*** PASSAGE SHOWN ***

Deep brain stimulation as a treatment for neuropathic pain: A longitudinal study addressing neuropsychological outcomes
Gray AM., Pounds-Cornish E., Eccles FJR., Aziz TZ., Green AL., Scott RB.
Deep brain stimulation (DBS) of the periventricular/periaqueductal gray area and sensory thalamus can reduce pain intensity in patients with neuropathic pain. However, little is known about its impact on quality of life, emotional well-being, and cognition. This study followed up 18 patients who had received DBS for neuropathic pain. Each participant had previously undergone psychometric evaluation of each of the above areas as part of a routine presurgical neuropsychological assessment. Commensurate measures were employed at a follow-up assessment at least 6 months postsurgery. DBS significantly improved mood, anxiety, and aspects of quality of life. Improvements correlated with reduced pain severity. However, the sample continued to show impairments in most areas when compared against normative data published on nonclinical samples. There was little change in general cognitive functioning, aside from deterioration in spatial working memory. However, improvements in pain severity were associated with less improvement (and even deterioration) on measures of executive cognitive functioning. Improvements in emotional well-being also were correlated with changes in cognition. These results suggest that DBS of the periventricular/periaqueductal gray and/or sensory thalamus improves quality of life and emotional well-being in sufferers, although there is some indication of executive dysfunction, particularly among those reporting greatest pain alleviation. Perspective This article examines the neuropsychological outcomes of DBS surgery as a treatment for neuropathic pain. This intervention was found to improve pain severity, emotional well-being, and quality of life, although such benefits may be accompanied by reduced ability on tasks measuring executive functioning. © 2014 by the American Pain Society.

*** End of PASSAGE SHOWN ***
*** GIVEN INFORMATION ***

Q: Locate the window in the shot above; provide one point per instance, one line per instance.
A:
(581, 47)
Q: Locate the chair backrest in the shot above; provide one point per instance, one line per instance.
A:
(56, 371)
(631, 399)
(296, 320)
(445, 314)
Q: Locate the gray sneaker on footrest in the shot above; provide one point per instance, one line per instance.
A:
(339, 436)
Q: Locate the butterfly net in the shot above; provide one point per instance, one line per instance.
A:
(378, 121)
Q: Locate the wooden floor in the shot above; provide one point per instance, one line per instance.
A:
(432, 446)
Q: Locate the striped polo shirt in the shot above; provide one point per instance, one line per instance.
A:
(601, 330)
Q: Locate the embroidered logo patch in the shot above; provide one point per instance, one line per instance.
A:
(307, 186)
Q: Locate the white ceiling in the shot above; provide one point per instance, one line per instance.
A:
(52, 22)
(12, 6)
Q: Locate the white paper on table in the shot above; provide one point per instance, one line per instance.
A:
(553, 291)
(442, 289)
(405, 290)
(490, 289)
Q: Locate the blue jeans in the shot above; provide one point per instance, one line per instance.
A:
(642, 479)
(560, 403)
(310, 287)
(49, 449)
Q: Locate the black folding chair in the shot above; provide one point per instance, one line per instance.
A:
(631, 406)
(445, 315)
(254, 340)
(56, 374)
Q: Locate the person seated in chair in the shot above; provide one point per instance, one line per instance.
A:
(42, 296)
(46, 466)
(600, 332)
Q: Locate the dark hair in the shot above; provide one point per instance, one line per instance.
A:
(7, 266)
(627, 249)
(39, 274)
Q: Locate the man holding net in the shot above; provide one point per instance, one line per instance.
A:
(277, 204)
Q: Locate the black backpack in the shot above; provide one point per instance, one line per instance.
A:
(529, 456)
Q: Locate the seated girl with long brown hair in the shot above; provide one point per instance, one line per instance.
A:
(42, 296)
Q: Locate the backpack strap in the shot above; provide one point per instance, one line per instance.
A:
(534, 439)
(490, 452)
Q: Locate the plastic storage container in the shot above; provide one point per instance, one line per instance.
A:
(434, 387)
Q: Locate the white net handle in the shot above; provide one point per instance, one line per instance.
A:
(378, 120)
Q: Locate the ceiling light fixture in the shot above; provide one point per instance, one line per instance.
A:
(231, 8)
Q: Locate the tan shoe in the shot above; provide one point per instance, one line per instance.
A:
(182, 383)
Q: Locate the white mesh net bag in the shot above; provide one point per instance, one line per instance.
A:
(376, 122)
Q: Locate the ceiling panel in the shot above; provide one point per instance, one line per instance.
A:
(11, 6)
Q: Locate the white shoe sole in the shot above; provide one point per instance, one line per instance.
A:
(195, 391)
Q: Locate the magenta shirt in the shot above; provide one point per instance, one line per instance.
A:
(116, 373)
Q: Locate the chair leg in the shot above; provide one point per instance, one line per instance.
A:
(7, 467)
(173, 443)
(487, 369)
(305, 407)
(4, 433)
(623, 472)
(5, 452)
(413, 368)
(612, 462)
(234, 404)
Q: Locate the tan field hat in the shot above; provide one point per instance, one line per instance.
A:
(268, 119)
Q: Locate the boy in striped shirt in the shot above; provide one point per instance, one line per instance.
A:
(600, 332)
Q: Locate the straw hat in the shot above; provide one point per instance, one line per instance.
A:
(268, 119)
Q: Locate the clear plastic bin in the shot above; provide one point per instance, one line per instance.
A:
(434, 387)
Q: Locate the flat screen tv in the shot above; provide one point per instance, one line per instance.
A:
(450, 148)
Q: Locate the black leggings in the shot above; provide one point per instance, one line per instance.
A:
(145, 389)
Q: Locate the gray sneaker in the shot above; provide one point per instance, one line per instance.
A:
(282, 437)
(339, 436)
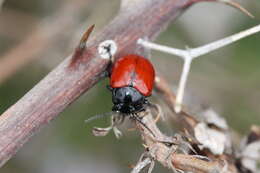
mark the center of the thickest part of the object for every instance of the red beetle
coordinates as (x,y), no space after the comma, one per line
(131,82)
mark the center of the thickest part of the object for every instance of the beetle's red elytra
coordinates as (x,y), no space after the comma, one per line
(131,81)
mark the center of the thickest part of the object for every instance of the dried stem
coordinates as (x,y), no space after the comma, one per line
(184,162)
(191,53)
(63,85)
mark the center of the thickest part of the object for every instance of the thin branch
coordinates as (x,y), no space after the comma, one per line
(190,54)
(64,85)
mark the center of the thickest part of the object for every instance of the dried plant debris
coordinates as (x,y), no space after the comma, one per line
(211,139)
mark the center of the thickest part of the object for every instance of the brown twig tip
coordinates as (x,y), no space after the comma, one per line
(237,6)
(82,46)
(84,38)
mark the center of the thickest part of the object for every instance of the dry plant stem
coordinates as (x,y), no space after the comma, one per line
(189,54)
(63,85)
(39,39)
(184,162)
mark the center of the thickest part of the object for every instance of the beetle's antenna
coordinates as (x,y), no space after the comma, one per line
(98,116)
(138,119)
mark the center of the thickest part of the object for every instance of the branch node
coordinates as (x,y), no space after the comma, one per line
(107,49)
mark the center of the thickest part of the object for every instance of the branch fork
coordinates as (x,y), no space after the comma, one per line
(190,54)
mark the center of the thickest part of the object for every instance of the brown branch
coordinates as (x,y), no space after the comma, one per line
(38,41)
(62,86)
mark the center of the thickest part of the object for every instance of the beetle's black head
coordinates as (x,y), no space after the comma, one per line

*** End of GIVEN INFORMATION ***

From the deep brain stimulation abstract above, output the passage from "Deep brain stimulation as" up to and including "AL., Scott RB.", word for word.

Deep brain stimulation as a treatment for neuropathic pain: A longitudinal study addressing neuropsychological outcomes
Gray AM., Pounds-Cornish E., Eccles FJR., Aziz TZ., Green AL., Scott RB.